<<<<

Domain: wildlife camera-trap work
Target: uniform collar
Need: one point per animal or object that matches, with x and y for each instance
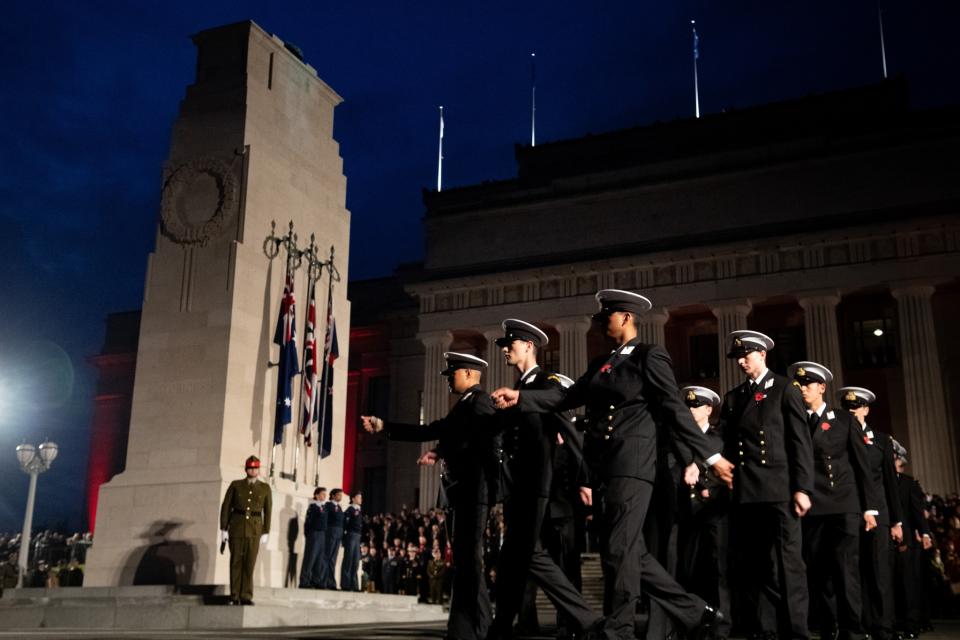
(819, 411)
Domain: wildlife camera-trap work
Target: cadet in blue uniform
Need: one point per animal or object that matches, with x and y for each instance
(470, 484)
(876, 560)
(334, 513)
(528, 450)
(313, 571)
(703, 531)
(245, 525)
(764, 427)
(352, 528)
(845, 501)
(916, 538)
(623, 392)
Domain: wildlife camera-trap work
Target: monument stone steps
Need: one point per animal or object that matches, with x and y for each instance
(202, 607)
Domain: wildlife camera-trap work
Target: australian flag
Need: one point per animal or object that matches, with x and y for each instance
(308, 394)
(331, 352)
(287, 368)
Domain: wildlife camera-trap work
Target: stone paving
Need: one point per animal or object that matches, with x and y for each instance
(945, 630)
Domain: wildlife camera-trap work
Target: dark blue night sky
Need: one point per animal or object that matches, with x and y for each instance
(90, 92)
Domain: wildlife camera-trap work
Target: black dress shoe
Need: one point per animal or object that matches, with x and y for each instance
(708, 622)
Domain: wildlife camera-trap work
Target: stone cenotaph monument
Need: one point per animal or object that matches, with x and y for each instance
(253, 143)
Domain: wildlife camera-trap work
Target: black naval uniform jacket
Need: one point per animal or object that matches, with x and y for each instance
(529, 440)
(467, 444)
(883, 473)
(714, 505)
(625, 394)
(766, 436)
(842, 481)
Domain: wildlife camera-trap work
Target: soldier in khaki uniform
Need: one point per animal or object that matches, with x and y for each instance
(245, 524)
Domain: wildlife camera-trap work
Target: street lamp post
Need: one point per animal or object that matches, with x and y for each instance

>>>>

◆ What you have to do ◆
Without including any pictures, output all the entries above exactly.

◆ Task answer ◆
Domain: wildlife camera-trap work
Target: uniform collar
Need: one point per animal or object that matches, with x and y for each instance
(819, 411)
Domain: wildlife camera-trap work
Target: cadet in blue uniform
Need: one point per animal or object that matches, with x and y for each instance
(470, 484)
(876, 560)
(334, 513)
(528, 450)
(313, 571)
(703, 531)
(245, 525)
(764, 427)
(352, 528)
(845, 501)
(916, 538)
(623, 392)
Domain: wildlife camera-trap work
Target: monument stone steps
Need: one point per animal or object that matches, with x and y for each instance
(202, 607)
Domain: wildlife camera-trap work
Target: australian flag
Need: one point per animal or object that matches, with x and y for each instance
(308, 394)
(331, 352)
(287, 368)
Domain: wildlife camera-trap work
Target: stone paving
Need: one point per animal or object that matches, with x and y for each instance
(945, 630)
Domain: wildlife camera-trap work
Target: dark blue night sky
Need: one point per animal or object that matches, with x and y for each instance
(90, 92)
Domain: wildlife camera-trap work
Target: black dress shoe
Need: one point per animal or object that matches, with x and y for each instance
(708, 622)
Domain: wildlife camera-trap work
Target: stone cenotaph monument
Need: one point per animal or object that matches, with x and y for each instance
(253, 143)
Domain: wildlife camera-trap work
Target: black naval uniform jacket
Need: one point per animal or object that matches, with x and y for each instance
(529, 440)
(467, 444)
(883, 473)
(714, 505)
(625, 394)
(766, 436)
(842, 481)
Domain: wildlife camera-trap work
Target: soldier in khaki uniform
Need: one point per animal or object that matches, with x and y for each instance
(245, 524)
Domain: wildlife camera-trap work
Target: street lamp post
Need: one point per animal or object that matches, with x and y for each instance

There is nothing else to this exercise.